═══ DATASET RECORDS

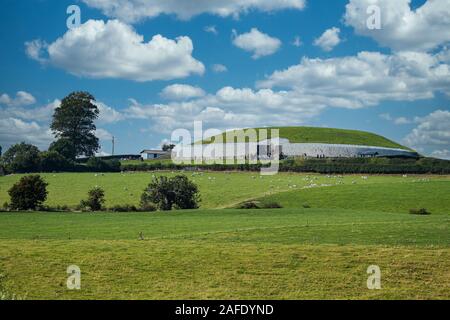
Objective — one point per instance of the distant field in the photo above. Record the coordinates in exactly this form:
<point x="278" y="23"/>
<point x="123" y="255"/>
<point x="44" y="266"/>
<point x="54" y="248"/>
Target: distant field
<point x="390" y="197"/>
<point x="226" y="254"/>
<point x="330" y="136"/>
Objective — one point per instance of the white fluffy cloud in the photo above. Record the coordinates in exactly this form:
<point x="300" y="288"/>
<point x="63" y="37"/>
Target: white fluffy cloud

══════

EXERCISE BRIEF — Print the full listing again exactly, and drop every image from it.

EXERCISE OUTPUT —
Objective — one point per instance of the distant field in the photo above. Record the coordinates in exactly this form:
<point x="278" y="23"/>
<point x="123" y="255"/>
<point x="44" y="266"/>
<point x="54" y="248"/>
Target: distant field
<point x="390" y="197"/>
<point x="226" y="254"/>
<point x="330" y="136"/>
Objective — one point per instance of the white fluffy cloud in the photo above. Record the coordinates in exactly this form:
<point x="300" y="288"/>
<point x="63" y="37"/>
Target: white fluffy cloud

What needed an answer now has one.